§ DOCUMENT SEGMENT:
§ §

I’m in issue 68 and 66.
https://minimag.space/
My third flash appeared in the Hooghly Review - a visually stunning online issue. They were wonderful to work with. I made changes to my sub after acceptance, and they were good about accepting them. They did a lot of promotion. Coincidentally, they are based in India and the river in my flash is named after an explorer looking for passage to India. Henry didn’t make it, but my flash did!
https://x.com/davenashlit1/status/1713616608227164265?s=46
Here’s the mag link
https://www.thehooghlyreview.com/issues/issue-2-october-2023
I got an acceptance this week for a CNF piece that I’m thrilled about and should have another flash for November!
This week has been a bit of struggle so it’s nice to brag :)
Dave, what a stellar month! Congratulations on your own pieces and the one you generously highlighted!
I’m pleased my story There’s a Teacher in the Room was published in the first issue of Teach. Write. The editor, Katie Winkler, was quite helpful encouraging me to expand on a flash memoir. Congratulations to everyone on your publications.
Congratulations! I'm glad it worked out for you.
After a year-long acceptance drought, two acceptances this month. (Phew!). A poem I wrote for my mother-in-law's 95th birthday -- an invented expanded sonnet form I called "Double Inside-Out Sonnet +4") will be published in a local (Marin Poetry Center, Marin County, CA) "con/form"-themed anthology later this fall. And Quartet Journal (an online poetry journal featuring work by women fifty and over) has accepted a narrative/ekphrastic poem for their winter issue, to be published Jan. 1. Fifth try for that poem, third for the other.
VERY excited to see my CNF essay "One Side of This World" appear in the just-released quarterly issue of Grain (the journal of eclectic writing). My essay is about dreams, mysteries of existence, and my longtime friendship with Irene, a clairvoyant medium. I hope some of you will get a chance to read it! https://grainmagazine.ca/shop-and-support/current-issue
Grain is a beautiful, Canadian print journal curated by the Saskatchewan Writers' Guild. They are a paying market with free submissions (with monthly caps). Patience is a must -- my submission was accepted after 207 days -- totally worth the wait! My experience with them was absolutely smooth like glass. I'm so, so proud of this one!

§ §

§ WRITTEN INSTRUCTION 1:
Could you reproduce the forum posts about publication news word for word, in full?

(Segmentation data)
§ §

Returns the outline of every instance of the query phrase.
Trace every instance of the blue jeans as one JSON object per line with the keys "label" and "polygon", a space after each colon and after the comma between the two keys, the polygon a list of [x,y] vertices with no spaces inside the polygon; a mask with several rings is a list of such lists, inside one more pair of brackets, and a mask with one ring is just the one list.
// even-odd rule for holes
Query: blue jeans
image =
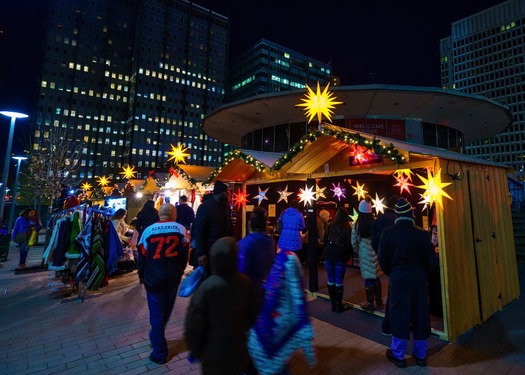
{"label": "blue jeans", "polygon": [[328,285],[343,285],[346,273],[346,263],[343,262],[329,262],[325,260],[324,267],[326,268],[326,278]]}
{"label": "blue jeans", "polygon": [[168,356],[168,343],[164,331],[177,299],[177,289],[164,292],[147,292],[149,323],[151,325],[149,339],[153,347],[151,355],[157,359],[166,359]]}
{"label": "blue jeans", "polygon": [[20,251],[20,261],[18,264],[25,264],[27,253],[29,252],[29,241],[22,242],[20,245],[18,245],[18,250]]}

§ §

§ WRITTEN INSTRUCTION 2:
Can you turn every line of the segmentation entries into a Markdown table with the columns "Row" and "Line", skipping blank lines and omitting the picture?

§ EXPECTED ANSWER 1:
I’m in issue 68 and 66.
https://minimag.space/
My third flash appeared in the Hooghly Review - a visually stunning online issue. They were wonderful to work with. I made changes to my sub after acceptance, and they were good about accepting them. They did a lot of promotion. Coincidentally, they are based in India and the river in my flash is named after an explorer looking for passage to India. Henry didn’t make it, but my flash did!
https://x.com/davenashlit1/status/1713616608227164265?s=46
Here’s the mag link
https://www.thehooghlyreview.com/issues/issue-2-october-2023
I got an acceptance this week for a CNF piece that I’m thrilled about and should have another flash for November!
This week has been a bit of struggle so it’s nice to brag :)
Dave, what a stellar month! Congratulations on your own pieces and the one you generously highlighted!
I’m pleased my story There’s a Teacher in the Room was published in the first issue of Teach. Write. The editor, Katie Winkler, was quite helpful encouraging me to expand on a flash memoir. Congratulations to everyone on your publications.
Congratulations! I'm glad it worked out for you.
After a year-long acceptance drought, two acceptances this month. (Phew!). A poem I wrote for my mother-in-law's 95th birthday -- an invented expanded sonnet form I called "Double Inside-Out Sonnet +4") will be published in a local (Marin Poetry Center, Marin County, CA) "con/form"-themed anthology later this fall. And Quartet Journal (an online poetry journal featuring work by women fifty and over) has accepted a narrative/ekphrastic poem for their winter issue, to be published Jan. 1. Fifth try for that poem, third for the other.
VERY excited to see my CNF essay "One Side of This World" appear in the just-released quarterly issue of Grain (the journal of eclectic writing). My essay is about dreams, mysteries of existence, and my longtime friendship with Irene, a clairvoyant medium. I hope some of you will get a chance to read it! https://grainmagazine.ca/shop-and-support/current-issue
Grain is a beautiful, Canadian print journal curated by the Saskatchewan Writers' Guild. They are a paying market with free submissions (with monthly caps). Patience is a must -- my submission was accepted after 207 days -- totally worth the wait! My experience with them was absolutely smooth like glass. I'm so, so proud of this one!

§ EXPECTED ANSWER 2:
| Row | Line |
|---|---|
| 1 | Returns the outline of every instance of the query phrase. |
| 2 | Trace every instance of the blue jeans as one JSON object per line with the keys "label" and "polygon", a space after each colon and after the comma between the two keys, the polygon a list of [x,y] vertices with no spaces inside the polygon; a mask with several rings is a list of such lists, inside one more pair of brackets, and a mask with one ring is just the one list. |
| 3 | // even-odd rule for holes |
| 4 | Query: blue jeans |
| 5 | image = |
| 6 | {"label": "blue jeans", "polygon": [[328,285],[343,285],[346,273],[346,263],[343,262],[329,262],[325,260],[324,267],[326,268],[326,278]]} |
| 7 | {"label": "blue jeans", "polygon": [[168,356],[168,343],[164,331],[177,299],[177,289],[164,292],[147,292],[149,323],[151,325],[149,339],[153,347],[151,355],[157,359],[166,359]]} |
| 8 | {"label": "blue jeans", "polygon": [[20,251],[20,261],[18,264],[25,264],[27,253],[29,252],[29,241],[22,242],[20,245],[18,245],[18,250]]} |